Transcribe all of the material below, line by line, without altering a single character.

------------

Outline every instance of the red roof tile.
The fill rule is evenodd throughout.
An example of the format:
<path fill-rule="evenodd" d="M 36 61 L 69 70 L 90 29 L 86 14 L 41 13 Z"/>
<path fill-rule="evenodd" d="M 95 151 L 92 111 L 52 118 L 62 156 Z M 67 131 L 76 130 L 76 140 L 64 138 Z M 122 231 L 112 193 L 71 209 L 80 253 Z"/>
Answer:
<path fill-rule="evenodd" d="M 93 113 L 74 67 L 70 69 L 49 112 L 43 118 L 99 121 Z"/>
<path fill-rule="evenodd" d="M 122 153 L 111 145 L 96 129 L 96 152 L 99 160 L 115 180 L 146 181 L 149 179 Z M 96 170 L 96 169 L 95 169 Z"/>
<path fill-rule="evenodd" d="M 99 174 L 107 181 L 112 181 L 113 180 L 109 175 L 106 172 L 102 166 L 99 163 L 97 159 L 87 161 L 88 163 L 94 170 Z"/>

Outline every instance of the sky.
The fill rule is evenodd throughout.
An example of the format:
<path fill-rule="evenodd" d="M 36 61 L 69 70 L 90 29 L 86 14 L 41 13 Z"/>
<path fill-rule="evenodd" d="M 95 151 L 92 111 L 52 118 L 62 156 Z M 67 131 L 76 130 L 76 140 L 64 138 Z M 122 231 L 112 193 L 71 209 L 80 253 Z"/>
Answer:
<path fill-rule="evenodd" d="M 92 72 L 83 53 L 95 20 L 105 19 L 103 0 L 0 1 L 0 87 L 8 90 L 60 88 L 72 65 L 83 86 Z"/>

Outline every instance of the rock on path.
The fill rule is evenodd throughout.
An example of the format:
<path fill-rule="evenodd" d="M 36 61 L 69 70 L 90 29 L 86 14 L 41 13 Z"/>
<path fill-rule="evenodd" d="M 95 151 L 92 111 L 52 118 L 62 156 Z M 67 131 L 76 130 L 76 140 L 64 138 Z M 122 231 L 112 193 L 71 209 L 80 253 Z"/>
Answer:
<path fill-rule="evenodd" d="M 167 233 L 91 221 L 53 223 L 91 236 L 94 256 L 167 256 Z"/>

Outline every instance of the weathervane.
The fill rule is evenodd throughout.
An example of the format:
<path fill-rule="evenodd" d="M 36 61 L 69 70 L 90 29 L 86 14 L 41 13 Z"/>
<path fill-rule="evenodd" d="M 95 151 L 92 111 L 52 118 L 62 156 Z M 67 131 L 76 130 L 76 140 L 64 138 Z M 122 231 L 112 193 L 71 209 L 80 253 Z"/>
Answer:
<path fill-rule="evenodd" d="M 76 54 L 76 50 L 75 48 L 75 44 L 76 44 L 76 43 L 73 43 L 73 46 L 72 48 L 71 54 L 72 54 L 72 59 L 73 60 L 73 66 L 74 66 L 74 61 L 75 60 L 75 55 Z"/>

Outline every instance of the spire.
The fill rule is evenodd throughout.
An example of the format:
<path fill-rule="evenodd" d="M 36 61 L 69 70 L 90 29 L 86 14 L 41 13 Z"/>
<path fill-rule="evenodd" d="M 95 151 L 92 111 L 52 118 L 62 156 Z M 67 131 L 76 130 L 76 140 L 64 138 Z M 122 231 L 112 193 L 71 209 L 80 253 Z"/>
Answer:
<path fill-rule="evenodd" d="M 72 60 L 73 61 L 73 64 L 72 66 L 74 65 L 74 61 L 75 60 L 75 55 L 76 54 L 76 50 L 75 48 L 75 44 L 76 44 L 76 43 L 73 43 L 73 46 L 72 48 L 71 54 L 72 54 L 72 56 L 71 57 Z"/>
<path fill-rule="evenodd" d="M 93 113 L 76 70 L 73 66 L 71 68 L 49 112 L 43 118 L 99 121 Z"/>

------------

ANSWER BELOW:
Outline every instance of the red roof tile.
The fill rule is evenodd throughout.
An example of the format:
<path fill-rule="evenodd" d="M 36 61 L 69 70 L 90 29 L 86 14 L 41 13 Z"/>
<path fill-rule="evenodd" d="M 95 151 L 92 111 L 52 118 L 62 156 Z M 67 131 L 76 130 L 76 140 L 64 138 Z M 122 231 L 112 193 L 71 209 L 80 253 Z"/>
Answer:
<path fill-rule="evenodd" d="M 93 113 L 74 67 L 70 69 L 49 112 L 43 118 L 99 121 Z"/>
<path fill-rule="evenodd" d="M 122 153 L 111 145 L 96 129 L 96 152 L 99 160 L 115 180 L 146 181 L 149 179 Z M 96 170 L 96 169 L 95 169 Z"/>
<path fill-rule="evenodd" d="M 99 174 L 107 181 L 112 181 L 113 180 L 109 175 L 106 172 L 102 166 L 99 163 L 97 159 L 87 161 L 88 163 L 94 170 Z"/>

Outline every instance of the sky.
The fill rule is evenodd throughout.
An example of the format:
<path fill-rule="evenodd" d="M 36 61 L 69 70 L 90 29 L 86 14 L 41 13 Z"/>
<path fill-rule="evenodd" d="M 95 151 L 92 111 L 52 118 L 62 156 Z M 67 131 L 76 130 L 76 140 L 64 138 Z M 122 231 L 112 193 L 71 209 L 80 253 Z"/>
Answer:
<path fill-rule="evenodd" d="M 92 72 L 83 53 L 95 20 L 105 19 L 103 0 L 0 1 L 0 87 L 8 90 L 60 88 L 72 65 L 83 86 Z"/>

Outline every instance of the rock on path.
The fill rule is evenodd throughout.
An example of the format:
<path fill-rule="evenodd" d="M 36 61 L 69 70 L 90 29 L 86 14 L 41 13 Z"/>
<path fill-rule="evenodd" d="M 95 151 L 92 111 L 52 118 L 62 156 Z M 67 131 L 76 130 L 76 140 L 64 138 Z M 122 231 L 112 193 L 71 209 L 80 253 Z"/>
Answer:
<path fill-rule="evenodd" d="M 167 233 L 91 221 L 53 223 L 91 236 L 94 256 L 167 256 Z"/>

Outline every instance of the weathervane.
The fill rule is evenodd throughout.
An example of the format:
<path fill-rule="evenodd" d="M 36 61 L 69 70 L 90 29 L 86 14 L 41 13 Z"/>
<path fill-rule="evenodd" d="M 95 151 L 92 111 L 52 118 L 62 156 Z M 67 131 L 76 130 L 76 140 L 64 138 Z M 122 231 L 112 193 L 71 209 L 80 253 Z"/>
Answer:
<path fill-rule="evenodd" d="M 76 54 L 76 50 L 75 48 L 75 44 L 76 44 L 76 43 L 73 43 L 73 46 L 72 48 L 71 54 L 72 54 L 72 59 L 73 60 L 73 66 L 74 66 L 74 61 L 75 60 L 75 55 Z"/>

Outline every instance of the spire.
The fill rule is evenodd throughout.
An example of the format:
<path fill-rule="evenodd" d="M 36 61 L 69 70 L 90 29 L 86 14 L 41 13 Z"/>
<path fill-rule="evenodd" d="M 95 151 L 92 111 L 52 118 L 62 156 Z M 67 131 L 76 130 L 76 140 L 64 138 Z M 122 231 L 112 193 L 71 209 L 80 253 Z"/>
Answer:
<path fill-rule="evenodd" d="M 72 60 L 73 61 L 73 64 L 72 66 L 74 65 L 74 61 L 75 60 L 75 55 L 76 54 L 76 50 L 75 48 L 75 44 L 76 44 L 76 43 L 73 43 L 73 46 L 72 48 L 71 54 L 72 54 L 72 56 L 71 57 Z"/>
<path fill-rule="evenodd" d="M 93 113 L 76 70 L 73 66 L 71 68 L 49 112 L 43 118 L 99 121 Z"/>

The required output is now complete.